DIRECTIONS FOR THIS TASK :: Please take the records that follow and repeat exactly the lines starting with the line with "drop a point: the white flower in hair" and going on through the line with "drop a point: the bride's garland".
____ RECORDS SHOWN
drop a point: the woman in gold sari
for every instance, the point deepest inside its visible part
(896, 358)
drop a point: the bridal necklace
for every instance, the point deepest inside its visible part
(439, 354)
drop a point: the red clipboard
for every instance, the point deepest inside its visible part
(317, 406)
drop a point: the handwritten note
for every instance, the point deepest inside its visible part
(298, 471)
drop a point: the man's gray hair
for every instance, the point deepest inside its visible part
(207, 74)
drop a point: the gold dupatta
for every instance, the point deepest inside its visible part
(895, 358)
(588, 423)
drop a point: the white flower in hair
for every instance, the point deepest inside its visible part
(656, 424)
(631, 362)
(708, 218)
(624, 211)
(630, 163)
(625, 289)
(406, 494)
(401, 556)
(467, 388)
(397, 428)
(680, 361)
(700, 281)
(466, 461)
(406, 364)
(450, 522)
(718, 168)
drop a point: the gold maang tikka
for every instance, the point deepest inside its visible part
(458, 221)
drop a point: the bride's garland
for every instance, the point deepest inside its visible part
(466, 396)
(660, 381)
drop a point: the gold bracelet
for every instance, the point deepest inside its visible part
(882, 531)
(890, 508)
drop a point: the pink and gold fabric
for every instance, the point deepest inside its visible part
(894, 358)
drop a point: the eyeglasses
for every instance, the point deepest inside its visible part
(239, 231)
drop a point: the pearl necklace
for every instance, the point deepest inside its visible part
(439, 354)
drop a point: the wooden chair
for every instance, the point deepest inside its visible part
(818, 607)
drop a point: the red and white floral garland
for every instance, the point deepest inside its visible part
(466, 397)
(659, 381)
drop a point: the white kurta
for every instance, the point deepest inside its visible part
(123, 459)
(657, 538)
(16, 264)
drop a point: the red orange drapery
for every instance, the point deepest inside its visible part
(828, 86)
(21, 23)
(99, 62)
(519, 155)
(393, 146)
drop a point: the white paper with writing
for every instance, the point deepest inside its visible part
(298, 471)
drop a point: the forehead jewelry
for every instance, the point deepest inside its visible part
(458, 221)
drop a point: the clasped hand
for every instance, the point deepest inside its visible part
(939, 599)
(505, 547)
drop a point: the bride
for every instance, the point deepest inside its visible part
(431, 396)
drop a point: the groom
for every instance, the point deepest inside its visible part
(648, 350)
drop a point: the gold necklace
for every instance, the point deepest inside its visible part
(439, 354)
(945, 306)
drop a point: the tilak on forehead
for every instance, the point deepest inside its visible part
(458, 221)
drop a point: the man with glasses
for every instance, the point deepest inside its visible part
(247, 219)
________
REPLY TO THE EXERCISE ::
drop a point: the white flower in hair
for every instance, the point deepest inside its visible part
(656, 424)
(631, 362)
(708, 218)
(624, 211)
(630, 163)
(625, 289)
(406, 494)
(401, 556)
(467, 388)
(397, 428)
(680, 361)
(700, 281)
(466, 461)
(406, 364)
(450, 522)
(718, 168)
drop a point: the gold maang tikka
for every instance, the point deepest inside its visible part
(458, 221)
drop a point: the bride's garland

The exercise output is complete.